> _GOALS_:
(1) Using the post on Neumeier's Romeo and Juliet, mark each statement yes or no and quote the exact words of the post that decide it. (a) Neumeier first staged this Romeo and Juliet with the RDB in 1974. (b) The evening described was Ida Praetorius's first performance as Juliet. (c) Praetorius trained at the Royal Danish Ballet School.
(2) According to the post on Neumeier's Romeo and Juliet, which performance of the production took place last Wednesday?
(3) Rewrite the stretch of the post on Neumeier's Romeo and Juliet from "Neumeier staged his" through "a full house.", putting "Thursday" in place of "Wednesday".

> _PASSAGE GIVEN_:
Jump to content


This site uses cookies. By using this site, you agree to accept cookies, unless you've opted out. (US government web page with instructions to opt out: http://www.usa.gov/optout-instructions.shtml)

A happy return of Neumeier's Romeo and Juliet


  • Please log in to reply
6 replies to this topic

#1 Anne

Anne

    Senior Member

  • Senior Member
  • PipPipPip
  • 231 posts

Posted 03 April 2013 - 11:27 AM

Neumeier staged his version of Romeo and Juliet with the RDB back in 1974, and last Wednesday this still immensely popular production had its 306th performance, as always with a full house.

Two debutants as Romeo and Juilet
I felt happy to be in the theatre to see a new Juliet fold out her wings and fly: Ida Praetorius, 19, has only recently made the step from apprentice to corps de ballet dancer, but she has already been trusted with various solo parts, most recently and most prominently as the pupil in Flindt’s The Lesson opposite Thomas Lund at his farewell perfomance last September. And she rises to the challenges with bravura, still a girlish figure but in full control of her long and slender limbs. This evening was her second performance as Juliet, and I must say that it was much more than just promising. She is absolutely convincing in her portrayal of Juliet’s development from playful and spontaneous teenager to prematurely grown-up woman, who in the end sees no way out but to kill herself.Happyness, curiosity, incredulity, grief, rage, desperation, everything she communicates with her large eyes, set in a fresh and charming little face. I’m sure we will see more of her in the years to come. She was trained at the Royal Danish Ballet School, and it is great to see, how many good dancers they have produced lately.

> _MATERIAL_:

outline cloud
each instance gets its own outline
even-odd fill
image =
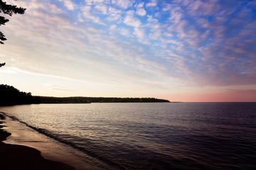
[[[91,14],[91,13],[90,13],[91,9],[92,9],[92,7],[90,6],[83,6],[82,8],[83,17],[92,21],[94,23],[105,25],[102,22],[100,21],[99,16],[95,16]]]
[[[146,4],[146,7],[156,6],[156,5],[157,5],[157,0],[151,0],[150,2],[149,2]]]
[[[142,23],[139,19],[134,16],[134,11],[129,10],[127,11],[124,19],[124,23],[129,26],[139,27]]]
[[[252,1],[127,2],[85,1],[77,8],[74,1],[67,10],[52,1],[14,1],[28,10],[1,28],[9,40],[0,60],[30,72],[94,82],[256,84]]]
[[[65,6],[68,10],[73,11],[75,9],[75,4],[70,0],[59,0],[60,1],[64,2],[64,6]]]
[[[112,3],[124,9],[127,8],[132,4],[129,0],[112,0]]]
[[[146,16],[146,12],[144,8],[138,8],[136,11],[136,13],[138,14],[139,16]]]
[[[95,6],[95,8],[102,12],[105,15],[107,13],[107,6],[105,5],[97,5]]]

> _SOLUTIONS TO EACH TASK_:
(1)
(a) Yes: "Neumeier staged his version of Romeo and Juliet with the RDB back in 1974"
(b) No: "This evening was her second performance as Juliet"
(c) Yes: "She was trained at the Royal Danish Ballet School"

(2) Its 306th performance.

(3)
Neumeier staged his version of Romeo and Juliet with the RDB back in 1974, and last Thursday this still immensely popular production had its 306th performance, as always with a full house.